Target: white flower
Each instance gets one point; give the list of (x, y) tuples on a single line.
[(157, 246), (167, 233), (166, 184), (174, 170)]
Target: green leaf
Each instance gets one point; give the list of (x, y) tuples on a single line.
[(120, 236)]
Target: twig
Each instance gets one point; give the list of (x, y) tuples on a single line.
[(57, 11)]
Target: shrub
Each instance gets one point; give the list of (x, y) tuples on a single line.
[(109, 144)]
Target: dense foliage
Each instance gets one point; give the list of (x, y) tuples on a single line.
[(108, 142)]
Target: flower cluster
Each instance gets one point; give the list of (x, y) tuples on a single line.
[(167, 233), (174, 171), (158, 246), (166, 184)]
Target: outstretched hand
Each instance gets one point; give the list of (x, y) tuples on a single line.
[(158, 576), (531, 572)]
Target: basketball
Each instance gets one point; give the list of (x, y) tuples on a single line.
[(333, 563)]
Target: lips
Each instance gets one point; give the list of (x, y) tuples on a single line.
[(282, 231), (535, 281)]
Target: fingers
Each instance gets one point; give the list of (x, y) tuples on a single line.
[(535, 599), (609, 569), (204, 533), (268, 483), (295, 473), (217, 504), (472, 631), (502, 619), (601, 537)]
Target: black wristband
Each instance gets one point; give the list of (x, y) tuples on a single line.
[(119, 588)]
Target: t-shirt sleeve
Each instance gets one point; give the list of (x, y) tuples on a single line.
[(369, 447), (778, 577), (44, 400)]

==

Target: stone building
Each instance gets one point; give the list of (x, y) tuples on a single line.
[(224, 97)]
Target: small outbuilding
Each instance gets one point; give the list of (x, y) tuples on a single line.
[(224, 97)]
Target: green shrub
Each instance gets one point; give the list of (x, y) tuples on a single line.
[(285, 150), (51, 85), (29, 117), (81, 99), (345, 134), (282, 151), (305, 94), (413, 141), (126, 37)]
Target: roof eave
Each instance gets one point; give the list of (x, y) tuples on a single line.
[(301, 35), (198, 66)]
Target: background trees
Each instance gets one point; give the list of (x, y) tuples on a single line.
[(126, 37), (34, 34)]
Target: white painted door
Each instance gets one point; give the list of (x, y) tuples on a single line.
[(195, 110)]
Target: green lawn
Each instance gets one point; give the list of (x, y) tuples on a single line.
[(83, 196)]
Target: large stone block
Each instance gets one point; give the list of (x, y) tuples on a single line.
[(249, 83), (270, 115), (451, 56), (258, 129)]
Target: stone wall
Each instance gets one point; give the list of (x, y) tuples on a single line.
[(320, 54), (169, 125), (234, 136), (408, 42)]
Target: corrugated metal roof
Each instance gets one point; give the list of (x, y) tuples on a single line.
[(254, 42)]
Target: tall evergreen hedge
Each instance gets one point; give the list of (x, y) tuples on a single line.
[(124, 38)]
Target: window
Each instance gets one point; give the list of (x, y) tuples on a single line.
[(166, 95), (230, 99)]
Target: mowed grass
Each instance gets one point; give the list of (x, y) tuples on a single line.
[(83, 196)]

### [What the task requires]
Copy out, word for word, the lines of the items above from the one containing "Target: green leaf" through the one containing "[(119, 588)]", including both of those lines.

### [Response]
Target: green leaf
Each instance gets one point; give the list of (x, y) tuples on a single line.
[(120, 236)]
Target: twig
Each instance gets one point; give the list of (x, y) tuples on a single line.
[(57, 11)]
Target: shrub
Each instance gets one point; give the list of (x, y) tuples on a single line.
[(109, 144)]
Target: dense foliage
Each instance gets one point; give the list of (x, y) tuples on a single line.
[(108, 142)]
Target: flower cluster
Each instance gets one point; give the list of (x, y) tuples on a single line.
[(167, 233), (174, 171), (158, 246), (166, 184)]
Target: outstretched hand
Each instance gets one point; give the list of (x, y) tuples on a single line.
[(158, 576), (531, 572)]
Target: basketball
Each instance gets one point; give the list of (x, y) tuples on a single line.
[(333, 563)]
Target: lips
Each instance gets one point; give the list of (x, y) tuples on a single line.
[(282, 231), (535, 281)]
Target: fingers
Each instance gets one point; give the list of (x, y) tuples on a single line.
[(535, 599), (609, 569), (204, 533), (268, 483), (295, 473), (217, 504), (472, 631), (502, 619), (601, 537)]
Target: black wristband
Each instance gets one point; give the list of (x, y) tuples on a single line.
[(119, 588)]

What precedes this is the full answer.